### Page
Mock him/her all you want, Bricker but the thing is your shenanigans are that much more apparent to those of us with legal training. We’ve been 1Ls, where demands for exactitude have a pedagogical reason — definitionally, practically, and conceptually. But there was a difference between questions in class or office hours and relatively casual conversations over dinner or elsewhere. Professors weren’t there to feed their egos. And we’ve been 2Ls, 3Ls, and practitioners, and shifted focus, reframed parameters, and a host of other manoeuvres for practical and good ends. It’s the nature of the adversarial system.

But during that time we also learned to manage our social lives, and recognize the difference between situations. We learned, for example, to recognize that hyper-specificity is very important in contractual settings and disputes, but not in disputes about who does more housework on the weekend. We learned to understand what someone is saying, despite knowing that there are several other interpretations, and learned not to jump on one that is least favorable.

It’s a silly little game and hiding behind a slogan. There is ample ground for extreme specificity — a thread parsing out what how the Second Amendment relates to militias, or whether torture is punishment, for example. But reflexively hijacking threads just to play law professor is a transparent sop to your ego, not fighting ignorance.

### Your objective
In the passage about legal training, in which settings does hyper-specificity matter a great deal?

### Information shown
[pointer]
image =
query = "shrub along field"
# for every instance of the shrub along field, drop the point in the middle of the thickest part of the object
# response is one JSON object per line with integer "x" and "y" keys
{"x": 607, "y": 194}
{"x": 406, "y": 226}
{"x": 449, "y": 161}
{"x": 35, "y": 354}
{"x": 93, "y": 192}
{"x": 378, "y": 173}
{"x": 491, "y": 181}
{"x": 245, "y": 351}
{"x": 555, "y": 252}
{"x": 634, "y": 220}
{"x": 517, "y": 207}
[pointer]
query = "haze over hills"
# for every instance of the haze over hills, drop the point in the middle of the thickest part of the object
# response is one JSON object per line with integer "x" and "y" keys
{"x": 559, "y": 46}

### Solution to this task
Contractual settings and disputes.